Advertisement

Halloween bonfire tradition still burning brightly in Kilmacormick

Kilmacormick Halloween Bonfire

TRICK OR TREAT… Some of the Kilmacormick bonfire collectors hard at work building their Halloween bonfire that is due to be lit at 9.15pm on Friday evening

A TRADITION spanning the past few decades on Halloween night in one Enniskillen estate is the bonfire.

Centred on Kilmacormick estate and the surrounding area, the last remaining ‘big’ bonfire in Enniskillen currently sits on the old Unipork factory site.

Advertisement

While in previous times the area would have had large bonfires in Cornagrade, and Kilmacormick 1; now children and adults in the area work together on the Kilmacormick 2 site. Other smaller bonfires are scattered throughout the town.

A resident in the area, who at 26 said he has been involved in building the bonfire since the age of ‘five or six – and said that while the bonfire may have got a bad reputation in the past, in recent years it has been all about the community.

“The younger boys would usually go out from about August time, usually about two months before. They’d start it and the older ones would come out for the last two weeks and help and give them a hand,” the resident explained.

“Everybody joins in, the young ones go out together. They’ll go all around the town lifting bits of pallets – I’ve seen them walking to the other end of town just for a lock of pallets.”

Up to 50 young people get involved in the collecting – with the bonfire generally reaching up to 60 feet in height.

And while the resident was keen to promote the community aspect of the bonfire, he admitted that they have caused controversy in the past.

“They do get a very bad reputation. A way back it would have been to do with fighting with the police and that – that would have been maybe fifteen years ago, and the troubles and that.”

Advertisement

He said that the burning of flags is something that no longer takes place.

“It used to be done more year ago but not so much now, that’s not really what it’s all about any more. At one time it would have been about that. The Protestants would have had bonfires on the Twelfth, we would have had bonfires on Halloween and it would have been ‘tit-for-tat’ over flags and stuff like that.

“But it’s gone away from that. Years ago Chanterhill might have had a bonfire and the Kilmacormick boys might have tried to steal Chanterhill’s things without them knowing.”

**JOB 1:**
In the article on the Kilmacormick Halloween bonfire, what site does the last remaining 'big' bonfire in Enniskillen currently sit on?
**JOB 2:**
Rewrite the stretch of the records from their start through the line containing "302 131 L 134", replacing "chrome bumper trim" with "rear bumper trim" and leaving everything else unchanged. Give only those lines.

**THE RECORDS:**
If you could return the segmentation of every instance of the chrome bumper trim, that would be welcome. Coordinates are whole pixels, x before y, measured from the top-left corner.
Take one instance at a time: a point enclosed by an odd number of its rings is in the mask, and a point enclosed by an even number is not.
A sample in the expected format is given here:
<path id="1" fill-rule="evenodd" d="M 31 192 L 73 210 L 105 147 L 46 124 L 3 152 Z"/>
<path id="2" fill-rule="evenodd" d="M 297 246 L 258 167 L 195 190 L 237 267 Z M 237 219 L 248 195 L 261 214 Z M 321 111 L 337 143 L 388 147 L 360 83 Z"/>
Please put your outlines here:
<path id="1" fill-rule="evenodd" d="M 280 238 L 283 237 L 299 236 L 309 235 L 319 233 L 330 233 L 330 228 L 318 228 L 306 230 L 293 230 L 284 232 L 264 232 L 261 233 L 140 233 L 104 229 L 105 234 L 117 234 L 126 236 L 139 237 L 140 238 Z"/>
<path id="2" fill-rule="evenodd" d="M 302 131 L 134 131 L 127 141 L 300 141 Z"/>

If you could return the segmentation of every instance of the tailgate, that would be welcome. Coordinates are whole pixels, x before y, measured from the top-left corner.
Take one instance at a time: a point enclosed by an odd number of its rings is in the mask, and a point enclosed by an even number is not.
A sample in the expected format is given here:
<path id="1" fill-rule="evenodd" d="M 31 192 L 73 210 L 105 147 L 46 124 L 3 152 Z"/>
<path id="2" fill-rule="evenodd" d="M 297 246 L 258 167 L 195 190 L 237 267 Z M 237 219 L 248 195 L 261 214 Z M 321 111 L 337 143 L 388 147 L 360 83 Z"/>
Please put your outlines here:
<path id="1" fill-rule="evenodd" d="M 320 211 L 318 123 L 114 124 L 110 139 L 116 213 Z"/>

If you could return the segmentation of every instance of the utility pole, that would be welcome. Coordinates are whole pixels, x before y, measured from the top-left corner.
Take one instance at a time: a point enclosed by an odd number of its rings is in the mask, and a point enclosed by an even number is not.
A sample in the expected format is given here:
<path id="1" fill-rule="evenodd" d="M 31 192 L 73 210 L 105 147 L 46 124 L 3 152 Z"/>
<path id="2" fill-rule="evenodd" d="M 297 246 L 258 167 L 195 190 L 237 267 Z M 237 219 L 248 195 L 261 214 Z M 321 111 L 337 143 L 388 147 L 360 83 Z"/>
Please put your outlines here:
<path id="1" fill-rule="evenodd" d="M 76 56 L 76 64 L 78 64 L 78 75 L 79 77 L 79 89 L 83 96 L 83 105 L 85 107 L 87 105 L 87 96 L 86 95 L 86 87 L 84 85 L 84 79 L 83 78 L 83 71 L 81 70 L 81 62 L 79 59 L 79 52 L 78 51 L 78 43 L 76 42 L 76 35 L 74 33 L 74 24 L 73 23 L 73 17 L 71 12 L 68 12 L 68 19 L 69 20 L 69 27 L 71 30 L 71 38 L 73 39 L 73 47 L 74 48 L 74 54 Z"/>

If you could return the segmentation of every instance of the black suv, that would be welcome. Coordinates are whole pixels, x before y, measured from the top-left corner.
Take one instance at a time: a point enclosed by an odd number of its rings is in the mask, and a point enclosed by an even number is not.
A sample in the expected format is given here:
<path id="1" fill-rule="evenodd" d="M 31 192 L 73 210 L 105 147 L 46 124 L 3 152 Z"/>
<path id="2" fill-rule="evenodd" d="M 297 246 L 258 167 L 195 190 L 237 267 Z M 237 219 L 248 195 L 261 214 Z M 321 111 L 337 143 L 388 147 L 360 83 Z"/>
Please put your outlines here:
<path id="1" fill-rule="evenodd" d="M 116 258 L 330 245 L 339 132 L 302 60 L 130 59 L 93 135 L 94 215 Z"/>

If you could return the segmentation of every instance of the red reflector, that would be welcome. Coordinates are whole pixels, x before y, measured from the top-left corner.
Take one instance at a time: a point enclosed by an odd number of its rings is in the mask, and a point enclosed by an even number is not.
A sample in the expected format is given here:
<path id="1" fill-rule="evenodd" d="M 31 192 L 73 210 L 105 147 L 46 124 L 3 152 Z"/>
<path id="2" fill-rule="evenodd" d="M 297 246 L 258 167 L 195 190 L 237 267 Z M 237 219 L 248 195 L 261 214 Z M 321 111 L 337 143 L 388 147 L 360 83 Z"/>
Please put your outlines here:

**REPLY 1:**
The old Unipork factory site.

**REPLY 2:**
If you could return the segmentation of every instance of the rear bumper trim, that would be welcome. Coordinates are whole pixels, x before y, measured from the top-left corner.
Take one instance at a time: a point enclosed by an odd number of its rings is in the mask, and a point enclosed by an even number is not.
A sample in the expected format is given here:
<path id="1" fill-rule="evenodd" d="M 31 192 L 73 210 L 105 147 L 46 124 L 3 152 Z"/>
<path id="2" fill-rule="evenodd" d="M 297 246 L 258 167 L 195 190 L 237 267 Z M 237 219 L 248 195 L 261 214 Z M 321 111 L 337 143 L 388 147 L 360 83 Z"/>
Please put your outlines here:
<path id="1" fill-rule="evenodd" d="M 280 238 L 283 237 L 299 236 L 309 235 L 319 233 L 330 233 L 330 228 L 318 228 L 306 230 L 293 230 L 284 232 L 264 232 L 261 233 L 140 233 L 104 229 L 105 234 L 117 234 L 126 236 L 139 237 L 140 238 Z"/>
<path id="2" fill-rule="evenodd" d="M 302 131 L 134 131 L 127 141 L 300 141 Z"/>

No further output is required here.